ENUNCIADO DEL EJERCICIO
En el fragmento sobre el recuerdo de un cortometraje, María le pide a Juan el reloj de oro y él se niega a dárselo. Explique el motivo que el texto atribuye a cada uno.

FRAGMENTO DE ORIGEN
★ ★ ★

Tiene la memoria infinidad de puertas que creemos cerradas para siempre. Tras ellas alcanzamos a suponer que se esconden datos irrelevantes que por su naturaleza no merecen estar en primera línea, o recuerdos dolorosos que, siendo aquélla selectiva, tiende a enmohecer como medida de protección.Sin embargo, en ocasiones aparece un resquicio en el que no habíamos reparado. Basta asomarse y soplar un poco para que el milagro se produzca y se nos revele con toda nitidez ese archivo que creíamos perdido.
Algo así debió de ocurrirme hace un par de días cuando, apenas recién despertado, y sin un suceso previo cuya afinidad lo justificara, recordé un corto que vi en televisión hará no menos de cuarenta años. Naturalmente, los detalles se han perdido para siempre, no recuerdo si era español, americano, italiano, ni tampoco el nombre del director ni el de los actores. Que eran sólo dos, y a los que llamaré Juan y María.
Es un matrimonio joven y enamorado que ocupa una humilde vivienda de alquiler en una ciudad deprimida por la posguerra. Quizá a principios de los cincuenta. Hoy se cumple el primer aniversario de su boda y María se levanta, como cada mañana, media hora antes que su marido, se asea, rápida y diligente, se recoge en un moño, con movimientos resueltos y bien aprendidos, su espléndida y larguísima cabellera morena, de la que se siente secretamente orgullosa, y corre a preparar un trozo de pan con aceite y un brebaje parecido a café para que su Juan no se vaya a trabajar con el estómago vacío. Durante el parco desayuno se felicitan con los ojos, con la sonrisa, con las manos. Princesa, todo esto pasará, yo me encargaré de que no te falte de nada, yo... Ella le tapa la boca con un beso y le quita con gesto mecánico una mota inexistente en la solapa. Entonces se da cuenta de que Juan se ha puesto el reloj de pulsera. El reloj de oro que heredó de su padre, su único patrimonio. ¿Cómo es que te lo pones? Mira que se te va a perder, con lo desgastada que tienes la correa, anda, trae. No, María, no, déjame que lo lleve en un día como hoy, como un señor, igual que hace un año. Ella accede, vuelve a besarle y le despide en la puerta. Juan se vuelve un instante para deshacerle el moño, y acaricia una vez más su cabello mientras se va desmadejando. ¿Te he dicho alguna vez que tienes un pelo precioso? Anda, tonto, vete ya, que vas a llegar tarde.

★ ★ ★

REGISTROS EXTRAÍDOS
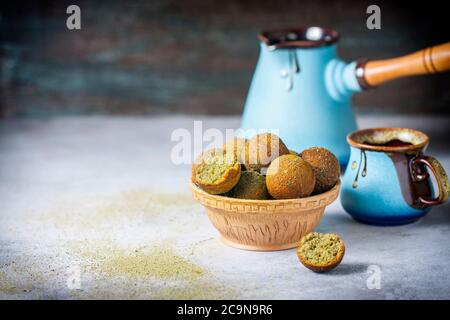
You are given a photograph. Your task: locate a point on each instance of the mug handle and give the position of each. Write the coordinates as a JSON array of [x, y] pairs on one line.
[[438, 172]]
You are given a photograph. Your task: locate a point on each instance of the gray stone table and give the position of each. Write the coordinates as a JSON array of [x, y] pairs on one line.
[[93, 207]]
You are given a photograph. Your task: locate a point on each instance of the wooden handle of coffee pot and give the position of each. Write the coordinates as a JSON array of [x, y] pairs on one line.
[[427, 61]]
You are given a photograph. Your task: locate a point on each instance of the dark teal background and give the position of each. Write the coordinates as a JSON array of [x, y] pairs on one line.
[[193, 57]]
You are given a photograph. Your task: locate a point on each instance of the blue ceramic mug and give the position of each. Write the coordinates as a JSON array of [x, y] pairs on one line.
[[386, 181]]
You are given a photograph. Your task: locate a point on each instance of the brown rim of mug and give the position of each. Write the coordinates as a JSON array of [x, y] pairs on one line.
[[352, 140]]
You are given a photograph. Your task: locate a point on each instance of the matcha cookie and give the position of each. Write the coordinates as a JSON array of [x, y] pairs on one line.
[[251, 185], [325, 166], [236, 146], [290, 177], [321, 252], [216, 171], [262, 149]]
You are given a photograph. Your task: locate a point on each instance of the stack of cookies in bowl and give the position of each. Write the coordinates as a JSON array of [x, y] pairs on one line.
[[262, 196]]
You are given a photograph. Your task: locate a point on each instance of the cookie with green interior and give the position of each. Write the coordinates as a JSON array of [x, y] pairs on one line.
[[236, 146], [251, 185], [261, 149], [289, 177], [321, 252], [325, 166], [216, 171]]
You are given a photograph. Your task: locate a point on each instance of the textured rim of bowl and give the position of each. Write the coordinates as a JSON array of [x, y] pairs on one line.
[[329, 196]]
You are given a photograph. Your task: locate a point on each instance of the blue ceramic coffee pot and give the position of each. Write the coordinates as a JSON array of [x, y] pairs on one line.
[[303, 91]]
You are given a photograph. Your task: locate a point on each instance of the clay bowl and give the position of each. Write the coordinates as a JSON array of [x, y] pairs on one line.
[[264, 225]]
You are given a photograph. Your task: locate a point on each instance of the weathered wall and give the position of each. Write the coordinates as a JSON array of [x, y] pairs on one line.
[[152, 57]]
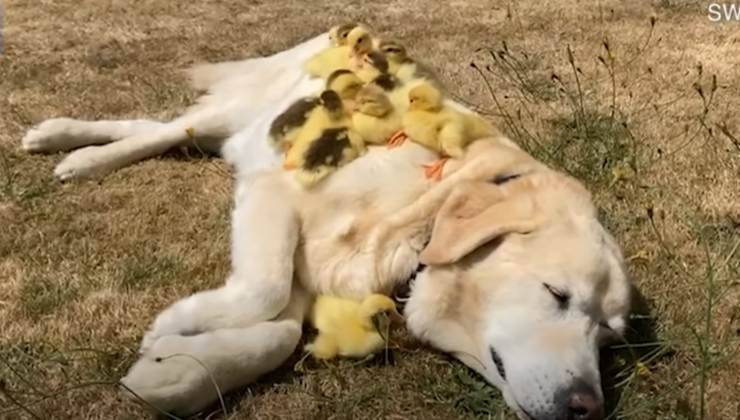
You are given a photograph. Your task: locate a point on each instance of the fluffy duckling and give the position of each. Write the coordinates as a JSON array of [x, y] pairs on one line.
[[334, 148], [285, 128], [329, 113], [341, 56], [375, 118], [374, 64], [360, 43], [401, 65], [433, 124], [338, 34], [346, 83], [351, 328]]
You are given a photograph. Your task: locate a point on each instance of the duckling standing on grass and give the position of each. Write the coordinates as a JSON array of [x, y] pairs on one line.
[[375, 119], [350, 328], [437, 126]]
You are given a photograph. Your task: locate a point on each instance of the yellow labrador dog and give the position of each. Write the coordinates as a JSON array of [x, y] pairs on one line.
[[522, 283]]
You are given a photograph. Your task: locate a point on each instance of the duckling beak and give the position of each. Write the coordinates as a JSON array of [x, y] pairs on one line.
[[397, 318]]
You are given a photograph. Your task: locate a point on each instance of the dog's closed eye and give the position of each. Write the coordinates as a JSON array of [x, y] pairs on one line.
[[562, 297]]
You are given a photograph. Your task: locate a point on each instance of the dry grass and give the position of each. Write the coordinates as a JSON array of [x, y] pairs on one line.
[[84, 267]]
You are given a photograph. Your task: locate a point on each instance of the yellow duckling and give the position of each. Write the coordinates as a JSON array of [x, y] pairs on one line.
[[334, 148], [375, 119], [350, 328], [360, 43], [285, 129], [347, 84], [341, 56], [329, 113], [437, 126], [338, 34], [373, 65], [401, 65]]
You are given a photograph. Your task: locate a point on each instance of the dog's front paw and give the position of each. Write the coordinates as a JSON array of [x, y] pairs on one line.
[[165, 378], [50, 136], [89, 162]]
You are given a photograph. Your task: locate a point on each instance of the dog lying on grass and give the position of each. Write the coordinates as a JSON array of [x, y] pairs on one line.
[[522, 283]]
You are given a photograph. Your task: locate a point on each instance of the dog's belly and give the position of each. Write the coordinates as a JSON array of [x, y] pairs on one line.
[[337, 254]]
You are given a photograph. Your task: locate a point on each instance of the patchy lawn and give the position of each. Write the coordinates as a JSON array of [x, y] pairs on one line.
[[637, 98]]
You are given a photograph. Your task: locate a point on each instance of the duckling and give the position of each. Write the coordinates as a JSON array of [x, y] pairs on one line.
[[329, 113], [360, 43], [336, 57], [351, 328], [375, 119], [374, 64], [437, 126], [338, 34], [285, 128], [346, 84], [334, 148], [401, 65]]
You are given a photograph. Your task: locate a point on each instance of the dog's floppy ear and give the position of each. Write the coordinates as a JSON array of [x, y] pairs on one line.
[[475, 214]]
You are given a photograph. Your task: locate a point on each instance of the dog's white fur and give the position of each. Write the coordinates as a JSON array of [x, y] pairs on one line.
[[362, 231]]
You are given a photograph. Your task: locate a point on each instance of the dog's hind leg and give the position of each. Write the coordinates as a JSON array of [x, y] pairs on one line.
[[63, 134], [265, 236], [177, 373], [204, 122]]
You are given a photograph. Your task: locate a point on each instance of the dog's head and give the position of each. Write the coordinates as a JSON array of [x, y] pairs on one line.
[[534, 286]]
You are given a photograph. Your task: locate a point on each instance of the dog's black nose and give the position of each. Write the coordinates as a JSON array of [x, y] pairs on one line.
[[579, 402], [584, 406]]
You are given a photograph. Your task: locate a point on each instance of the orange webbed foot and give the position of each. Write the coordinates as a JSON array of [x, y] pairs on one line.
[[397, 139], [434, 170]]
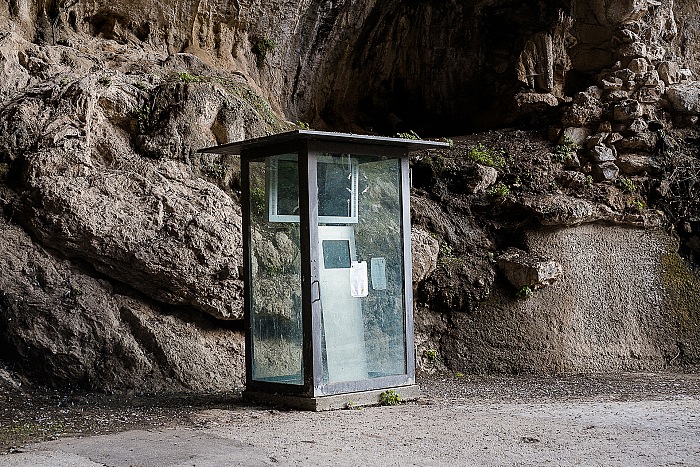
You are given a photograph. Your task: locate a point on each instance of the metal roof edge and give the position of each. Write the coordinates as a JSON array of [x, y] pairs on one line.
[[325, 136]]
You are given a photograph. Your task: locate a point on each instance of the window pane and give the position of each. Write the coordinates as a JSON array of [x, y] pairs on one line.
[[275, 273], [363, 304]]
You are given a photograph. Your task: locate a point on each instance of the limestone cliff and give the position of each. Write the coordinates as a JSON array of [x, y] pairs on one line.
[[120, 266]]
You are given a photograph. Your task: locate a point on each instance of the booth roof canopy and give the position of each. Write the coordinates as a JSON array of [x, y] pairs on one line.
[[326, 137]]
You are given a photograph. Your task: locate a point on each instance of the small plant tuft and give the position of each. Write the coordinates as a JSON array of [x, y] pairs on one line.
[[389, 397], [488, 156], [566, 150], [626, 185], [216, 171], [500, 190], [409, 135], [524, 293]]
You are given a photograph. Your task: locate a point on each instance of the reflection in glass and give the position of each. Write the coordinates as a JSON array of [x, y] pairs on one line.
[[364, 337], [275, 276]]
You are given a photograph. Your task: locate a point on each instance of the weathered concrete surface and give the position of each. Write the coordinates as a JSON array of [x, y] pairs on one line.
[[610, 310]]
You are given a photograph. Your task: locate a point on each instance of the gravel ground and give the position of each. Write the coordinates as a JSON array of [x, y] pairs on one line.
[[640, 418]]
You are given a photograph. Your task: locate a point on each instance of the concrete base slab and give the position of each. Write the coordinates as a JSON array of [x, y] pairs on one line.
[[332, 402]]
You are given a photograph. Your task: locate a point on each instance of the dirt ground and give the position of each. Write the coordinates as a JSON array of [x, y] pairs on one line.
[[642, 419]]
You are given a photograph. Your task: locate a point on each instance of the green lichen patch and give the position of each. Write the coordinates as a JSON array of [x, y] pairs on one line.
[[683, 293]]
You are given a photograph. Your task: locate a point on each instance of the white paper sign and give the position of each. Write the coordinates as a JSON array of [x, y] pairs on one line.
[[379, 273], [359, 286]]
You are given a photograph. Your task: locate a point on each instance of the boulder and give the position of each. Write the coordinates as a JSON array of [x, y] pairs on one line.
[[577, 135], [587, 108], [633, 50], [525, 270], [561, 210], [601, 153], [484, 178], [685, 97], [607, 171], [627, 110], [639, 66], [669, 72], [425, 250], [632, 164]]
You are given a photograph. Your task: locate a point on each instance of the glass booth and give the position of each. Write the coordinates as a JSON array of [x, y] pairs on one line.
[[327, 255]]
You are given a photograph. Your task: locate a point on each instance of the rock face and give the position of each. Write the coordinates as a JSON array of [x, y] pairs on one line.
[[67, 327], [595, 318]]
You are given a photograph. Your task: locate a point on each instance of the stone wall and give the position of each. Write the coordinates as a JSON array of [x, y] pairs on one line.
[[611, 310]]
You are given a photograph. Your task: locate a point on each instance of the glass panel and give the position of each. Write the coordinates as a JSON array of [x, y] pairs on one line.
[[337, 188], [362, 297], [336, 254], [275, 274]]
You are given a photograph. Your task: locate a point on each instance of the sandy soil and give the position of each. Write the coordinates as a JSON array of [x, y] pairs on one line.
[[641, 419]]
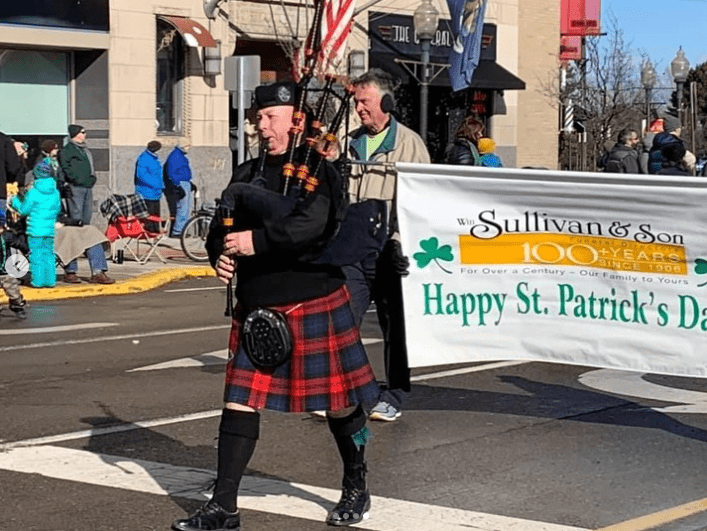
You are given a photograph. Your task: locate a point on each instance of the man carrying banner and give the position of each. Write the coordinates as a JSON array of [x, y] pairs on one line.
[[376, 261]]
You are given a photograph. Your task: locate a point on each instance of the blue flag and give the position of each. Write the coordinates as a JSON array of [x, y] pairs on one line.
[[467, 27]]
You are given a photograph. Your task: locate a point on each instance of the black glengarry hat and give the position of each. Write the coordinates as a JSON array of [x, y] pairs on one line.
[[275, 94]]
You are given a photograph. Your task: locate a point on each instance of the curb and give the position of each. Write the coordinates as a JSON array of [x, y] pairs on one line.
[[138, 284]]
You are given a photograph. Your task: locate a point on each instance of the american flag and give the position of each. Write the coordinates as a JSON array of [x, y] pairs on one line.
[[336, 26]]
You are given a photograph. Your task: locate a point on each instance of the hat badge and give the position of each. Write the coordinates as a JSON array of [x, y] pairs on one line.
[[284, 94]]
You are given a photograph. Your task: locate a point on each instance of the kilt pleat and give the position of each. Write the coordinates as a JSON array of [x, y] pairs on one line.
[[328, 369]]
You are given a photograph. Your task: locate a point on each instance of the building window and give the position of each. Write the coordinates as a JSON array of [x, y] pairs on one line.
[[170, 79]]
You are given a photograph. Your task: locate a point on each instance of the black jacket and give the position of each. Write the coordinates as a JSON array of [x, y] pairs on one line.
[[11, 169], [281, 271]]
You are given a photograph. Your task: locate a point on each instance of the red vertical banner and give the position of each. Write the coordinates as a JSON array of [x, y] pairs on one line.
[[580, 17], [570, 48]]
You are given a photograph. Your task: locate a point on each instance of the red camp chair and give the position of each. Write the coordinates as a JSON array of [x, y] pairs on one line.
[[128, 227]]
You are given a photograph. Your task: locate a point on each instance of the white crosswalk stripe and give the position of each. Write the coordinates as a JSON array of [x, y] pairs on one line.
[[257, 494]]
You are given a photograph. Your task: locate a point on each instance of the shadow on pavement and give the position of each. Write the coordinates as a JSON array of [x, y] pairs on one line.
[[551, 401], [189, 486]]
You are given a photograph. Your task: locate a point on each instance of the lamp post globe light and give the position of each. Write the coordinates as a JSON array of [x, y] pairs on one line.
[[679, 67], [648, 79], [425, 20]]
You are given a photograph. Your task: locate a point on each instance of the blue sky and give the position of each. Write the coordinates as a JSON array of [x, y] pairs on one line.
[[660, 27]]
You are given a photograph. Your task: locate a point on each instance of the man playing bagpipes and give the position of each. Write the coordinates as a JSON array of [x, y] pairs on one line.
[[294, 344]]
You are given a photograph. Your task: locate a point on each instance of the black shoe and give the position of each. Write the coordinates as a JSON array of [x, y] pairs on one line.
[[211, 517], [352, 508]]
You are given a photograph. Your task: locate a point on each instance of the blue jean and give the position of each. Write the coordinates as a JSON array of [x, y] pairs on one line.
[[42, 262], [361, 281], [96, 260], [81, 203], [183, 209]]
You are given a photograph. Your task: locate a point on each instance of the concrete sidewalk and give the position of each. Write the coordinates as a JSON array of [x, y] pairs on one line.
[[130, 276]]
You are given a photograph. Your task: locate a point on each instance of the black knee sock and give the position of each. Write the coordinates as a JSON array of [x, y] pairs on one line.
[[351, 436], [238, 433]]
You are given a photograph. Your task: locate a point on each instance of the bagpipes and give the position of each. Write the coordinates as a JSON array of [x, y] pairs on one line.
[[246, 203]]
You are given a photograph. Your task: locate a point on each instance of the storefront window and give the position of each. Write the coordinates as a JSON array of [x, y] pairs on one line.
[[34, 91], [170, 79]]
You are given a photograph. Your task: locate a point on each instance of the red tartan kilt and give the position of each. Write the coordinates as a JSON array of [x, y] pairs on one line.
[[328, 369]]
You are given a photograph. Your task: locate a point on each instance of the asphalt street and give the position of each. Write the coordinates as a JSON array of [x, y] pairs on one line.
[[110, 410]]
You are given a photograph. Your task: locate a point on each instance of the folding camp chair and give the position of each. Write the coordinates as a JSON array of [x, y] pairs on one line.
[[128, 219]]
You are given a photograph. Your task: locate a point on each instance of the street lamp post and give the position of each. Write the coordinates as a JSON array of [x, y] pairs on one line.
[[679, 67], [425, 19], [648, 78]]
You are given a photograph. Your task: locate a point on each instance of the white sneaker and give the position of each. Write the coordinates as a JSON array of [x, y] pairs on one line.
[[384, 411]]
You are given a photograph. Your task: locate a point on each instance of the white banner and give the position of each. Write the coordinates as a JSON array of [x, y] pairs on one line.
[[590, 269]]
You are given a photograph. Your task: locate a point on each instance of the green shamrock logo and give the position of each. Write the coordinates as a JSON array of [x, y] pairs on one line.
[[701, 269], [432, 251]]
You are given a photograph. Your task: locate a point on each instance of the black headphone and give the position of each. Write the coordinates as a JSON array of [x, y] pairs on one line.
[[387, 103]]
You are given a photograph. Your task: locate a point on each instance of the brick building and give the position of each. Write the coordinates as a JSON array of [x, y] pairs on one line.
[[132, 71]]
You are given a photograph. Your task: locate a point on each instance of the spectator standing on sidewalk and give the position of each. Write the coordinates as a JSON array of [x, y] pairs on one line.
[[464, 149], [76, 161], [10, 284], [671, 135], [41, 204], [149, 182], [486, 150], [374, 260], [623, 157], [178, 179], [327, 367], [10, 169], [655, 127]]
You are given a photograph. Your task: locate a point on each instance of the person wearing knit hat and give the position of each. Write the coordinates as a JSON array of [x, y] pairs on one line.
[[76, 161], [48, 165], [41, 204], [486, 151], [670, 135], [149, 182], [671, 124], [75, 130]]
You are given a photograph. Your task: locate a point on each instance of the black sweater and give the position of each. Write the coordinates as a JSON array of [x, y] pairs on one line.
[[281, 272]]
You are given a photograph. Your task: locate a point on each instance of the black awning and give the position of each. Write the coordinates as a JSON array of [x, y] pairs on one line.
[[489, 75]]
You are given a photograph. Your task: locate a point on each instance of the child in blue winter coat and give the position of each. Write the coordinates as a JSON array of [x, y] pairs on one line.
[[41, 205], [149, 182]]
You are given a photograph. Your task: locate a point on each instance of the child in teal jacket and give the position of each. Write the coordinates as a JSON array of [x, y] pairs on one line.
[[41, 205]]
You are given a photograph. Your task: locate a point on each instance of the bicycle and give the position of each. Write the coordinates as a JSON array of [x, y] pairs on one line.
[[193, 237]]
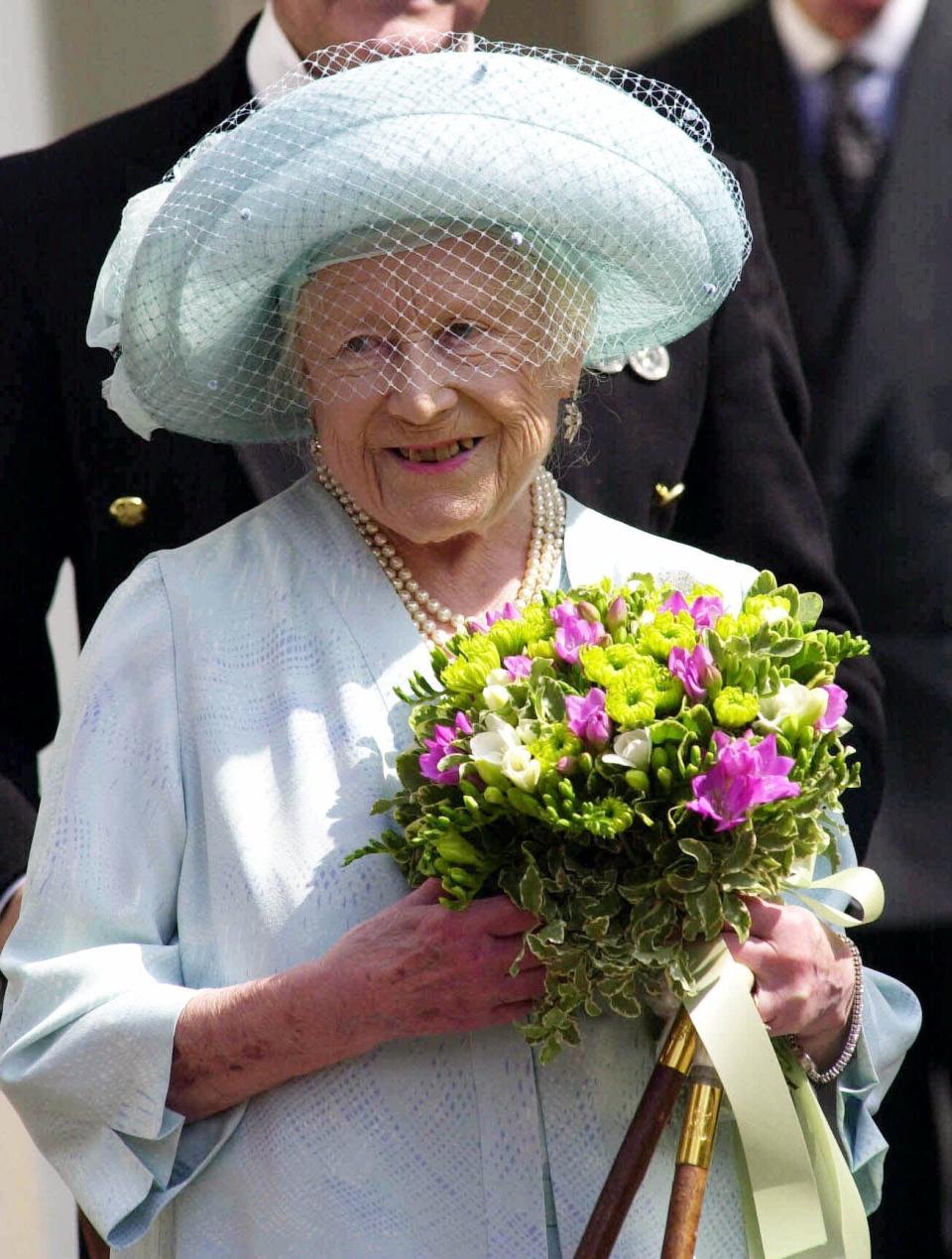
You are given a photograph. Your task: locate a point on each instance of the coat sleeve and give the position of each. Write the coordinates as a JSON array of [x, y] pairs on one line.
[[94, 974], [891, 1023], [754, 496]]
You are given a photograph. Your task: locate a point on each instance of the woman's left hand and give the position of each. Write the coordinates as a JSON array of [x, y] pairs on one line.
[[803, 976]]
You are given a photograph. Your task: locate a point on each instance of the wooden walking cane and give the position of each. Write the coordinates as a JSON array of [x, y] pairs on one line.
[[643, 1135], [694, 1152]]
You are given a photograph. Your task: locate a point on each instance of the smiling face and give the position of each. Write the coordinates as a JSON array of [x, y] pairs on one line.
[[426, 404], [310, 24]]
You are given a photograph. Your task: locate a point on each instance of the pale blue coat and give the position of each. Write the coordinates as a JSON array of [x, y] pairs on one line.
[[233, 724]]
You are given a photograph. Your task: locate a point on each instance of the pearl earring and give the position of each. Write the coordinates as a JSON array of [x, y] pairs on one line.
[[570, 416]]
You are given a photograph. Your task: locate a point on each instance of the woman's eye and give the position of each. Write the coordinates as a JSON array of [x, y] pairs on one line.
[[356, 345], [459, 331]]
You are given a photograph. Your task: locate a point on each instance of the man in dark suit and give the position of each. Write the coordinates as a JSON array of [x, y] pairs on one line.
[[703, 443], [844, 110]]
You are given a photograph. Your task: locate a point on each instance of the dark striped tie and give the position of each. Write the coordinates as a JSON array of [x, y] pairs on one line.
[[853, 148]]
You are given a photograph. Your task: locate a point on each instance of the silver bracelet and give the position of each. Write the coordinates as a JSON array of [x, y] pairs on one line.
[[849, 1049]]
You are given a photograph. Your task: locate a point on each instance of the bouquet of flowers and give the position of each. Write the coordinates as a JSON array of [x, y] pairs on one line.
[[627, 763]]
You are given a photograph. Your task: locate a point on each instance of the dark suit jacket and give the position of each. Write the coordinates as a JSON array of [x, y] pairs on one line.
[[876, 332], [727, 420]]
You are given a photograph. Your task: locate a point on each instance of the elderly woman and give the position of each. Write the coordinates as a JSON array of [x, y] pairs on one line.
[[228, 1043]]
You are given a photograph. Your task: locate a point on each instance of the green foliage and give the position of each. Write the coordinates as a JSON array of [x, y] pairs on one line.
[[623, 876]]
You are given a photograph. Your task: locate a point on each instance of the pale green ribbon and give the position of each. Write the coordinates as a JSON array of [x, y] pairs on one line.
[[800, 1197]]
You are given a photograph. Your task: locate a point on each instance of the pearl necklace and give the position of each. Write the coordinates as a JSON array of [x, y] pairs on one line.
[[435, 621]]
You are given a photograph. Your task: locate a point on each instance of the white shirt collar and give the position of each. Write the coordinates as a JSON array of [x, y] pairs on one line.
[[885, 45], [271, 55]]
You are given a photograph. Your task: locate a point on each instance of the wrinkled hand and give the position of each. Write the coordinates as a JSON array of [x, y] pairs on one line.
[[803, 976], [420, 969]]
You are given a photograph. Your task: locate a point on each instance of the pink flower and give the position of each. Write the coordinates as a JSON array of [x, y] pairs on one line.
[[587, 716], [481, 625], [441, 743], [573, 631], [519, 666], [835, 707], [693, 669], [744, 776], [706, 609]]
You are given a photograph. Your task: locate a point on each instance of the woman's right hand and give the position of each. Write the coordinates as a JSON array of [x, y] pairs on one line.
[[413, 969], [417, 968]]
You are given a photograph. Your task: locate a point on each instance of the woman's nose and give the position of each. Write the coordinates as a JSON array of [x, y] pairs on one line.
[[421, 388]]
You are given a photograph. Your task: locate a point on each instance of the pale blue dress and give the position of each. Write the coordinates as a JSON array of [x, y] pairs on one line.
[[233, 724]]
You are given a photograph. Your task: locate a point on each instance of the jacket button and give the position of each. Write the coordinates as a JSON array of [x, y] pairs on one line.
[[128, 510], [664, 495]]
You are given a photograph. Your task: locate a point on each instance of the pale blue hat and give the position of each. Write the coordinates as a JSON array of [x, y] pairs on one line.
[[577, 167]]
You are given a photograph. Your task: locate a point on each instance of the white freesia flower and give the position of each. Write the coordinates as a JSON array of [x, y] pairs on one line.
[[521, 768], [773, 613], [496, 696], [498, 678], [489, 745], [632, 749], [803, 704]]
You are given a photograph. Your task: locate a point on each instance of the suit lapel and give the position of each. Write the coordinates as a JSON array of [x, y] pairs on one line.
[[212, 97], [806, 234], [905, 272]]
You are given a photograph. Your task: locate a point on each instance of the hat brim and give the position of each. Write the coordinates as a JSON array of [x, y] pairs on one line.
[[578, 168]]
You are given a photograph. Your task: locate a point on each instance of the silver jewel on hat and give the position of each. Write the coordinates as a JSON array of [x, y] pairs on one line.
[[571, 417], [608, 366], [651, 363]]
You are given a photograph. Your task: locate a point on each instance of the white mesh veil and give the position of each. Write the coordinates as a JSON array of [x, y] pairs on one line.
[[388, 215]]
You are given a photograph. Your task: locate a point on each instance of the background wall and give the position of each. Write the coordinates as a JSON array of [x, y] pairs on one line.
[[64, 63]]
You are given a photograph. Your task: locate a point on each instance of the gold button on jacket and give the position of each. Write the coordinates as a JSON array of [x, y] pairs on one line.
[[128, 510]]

★ ★ ★

RESPUESTA CORRECTA
María quiere que Juan le dé el reloj porque teme que se le pierda, ya que la correa está muy desgastada. Juan se niega porque quiere llevarlo en un día como ese, el primer aniversario de su boda, "como un señor, igual que hace un año".